WHAT YOU SHOULD DO = Your task is to copy the lines from the line containing "the tree trunk" through the end of the listing below, both included, without any pictures.

SUPPLIED DATA =

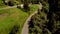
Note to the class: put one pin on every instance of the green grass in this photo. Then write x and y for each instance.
(13, 16)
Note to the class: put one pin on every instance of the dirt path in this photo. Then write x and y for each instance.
(10, 7)
(25, 27)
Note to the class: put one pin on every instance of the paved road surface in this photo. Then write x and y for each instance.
(25, 27)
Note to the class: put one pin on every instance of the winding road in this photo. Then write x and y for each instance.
(10, 7)
(25, 27)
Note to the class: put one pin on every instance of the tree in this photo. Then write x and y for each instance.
(26, 5)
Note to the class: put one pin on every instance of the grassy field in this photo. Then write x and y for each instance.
(2, 4)
(11, 17)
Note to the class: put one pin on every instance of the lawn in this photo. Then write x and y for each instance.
(11, 17)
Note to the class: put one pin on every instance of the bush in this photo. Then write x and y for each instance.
(11, 3)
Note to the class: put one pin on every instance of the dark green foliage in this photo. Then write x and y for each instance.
(26, 6)
(48, 20)
(15, 29)
(11, 3)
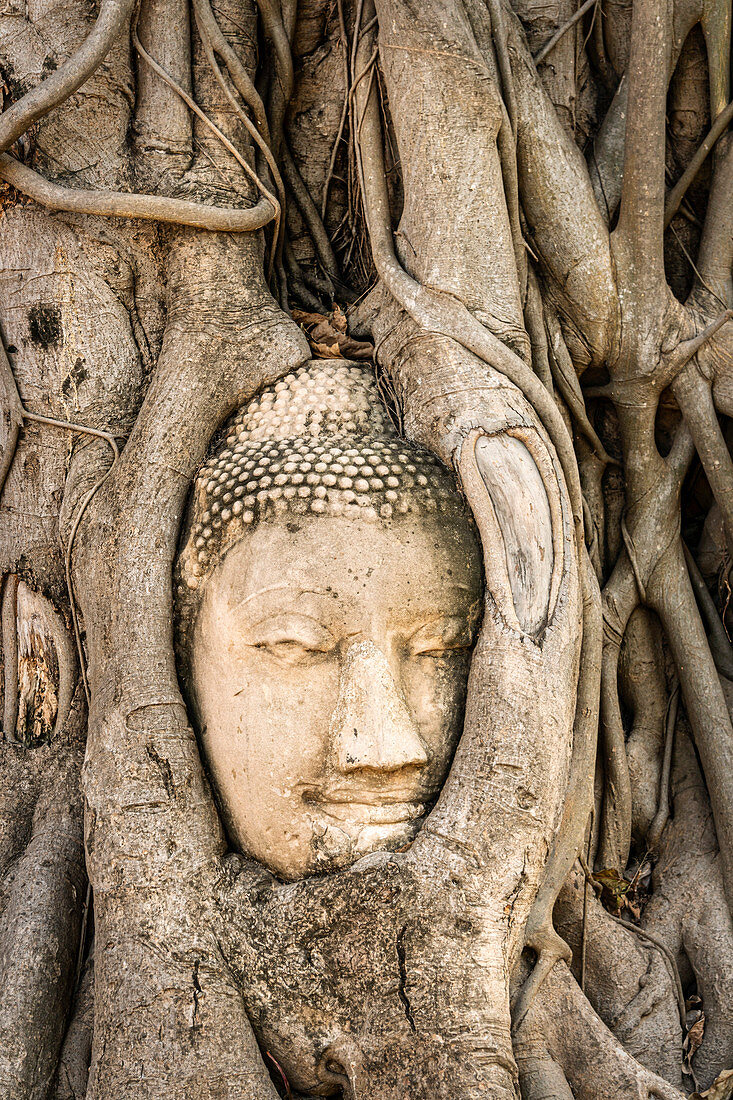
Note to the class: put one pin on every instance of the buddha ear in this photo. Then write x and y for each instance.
(516, 497)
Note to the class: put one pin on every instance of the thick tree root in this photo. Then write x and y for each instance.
(594, 1064)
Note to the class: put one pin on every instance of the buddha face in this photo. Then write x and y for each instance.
(329, 661)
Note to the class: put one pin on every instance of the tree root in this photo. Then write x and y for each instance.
(112, 20)
(594, 1064)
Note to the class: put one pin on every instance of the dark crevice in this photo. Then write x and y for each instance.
(403, 978)
(195, 1024)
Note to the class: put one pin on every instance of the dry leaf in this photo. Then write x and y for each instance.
(328, 338)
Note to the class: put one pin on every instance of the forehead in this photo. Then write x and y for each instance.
(425, 560)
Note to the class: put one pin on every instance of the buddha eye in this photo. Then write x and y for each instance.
(441, 637)
(292, 637)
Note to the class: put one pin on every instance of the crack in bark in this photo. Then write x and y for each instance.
(164, 767)
(402, 993)
(195, 1023)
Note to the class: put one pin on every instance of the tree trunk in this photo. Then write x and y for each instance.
(532, 254)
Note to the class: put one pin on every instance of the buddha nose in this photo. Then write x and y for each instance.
(371, 726)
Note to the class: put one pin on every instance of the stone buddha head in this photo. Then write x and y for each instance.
(328, 593)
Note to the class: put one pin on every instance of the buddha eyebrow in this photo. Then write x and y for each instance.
(279, 587)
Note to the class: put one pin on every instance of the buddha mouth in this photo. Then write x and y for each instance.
(368, 807)
(369, 813)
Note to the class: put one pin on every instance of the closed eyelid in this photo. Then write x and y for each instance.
(287, 626)
(444, 630)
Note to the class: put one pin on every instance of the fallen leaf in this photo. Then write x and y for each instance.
(328, 338)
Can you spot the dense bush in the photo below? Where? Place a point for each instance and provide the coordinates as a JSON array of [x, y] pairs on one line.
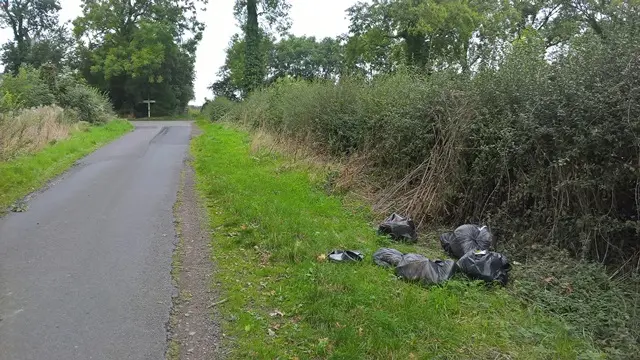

RESPONSE TO THIS TASK =
Note to the class: put one pin on every instance of the tree trunk in this photo. Then write x and y for each instance.
(532, 254)
Note to the class: put one pin on every instance of the buddha nose in this photo. Then write x and y for each instance.
(371, 726)
Note to the class: put one pin on every instance of the stone buddha head in this photo. Then write x and y for each instance.
(328, 593)
Note to the class: put one pin on every instance of the buddha eyebrow in this photo. Then write x and y for each instance.
(279, 587)
Note to the class: put one pin on every instance of the buddha mouth in this photo. Then write x and y for each instance.
(368, 807)
(369, 813)
Note to the class: put one pin on every instance of the closed eyelid in this photo. Then write x and y for each instance.
(287, 626)
(444, 630)
Note to the class: put one pin on every instance of the fallen leaf in this photo. Then write x and y for each instance.
(328, 338)
Can you spot the dense bush in the photo below? Where? Place a point for each instance and provide the coordinates as a JSON array of [x, y] pairs on one line.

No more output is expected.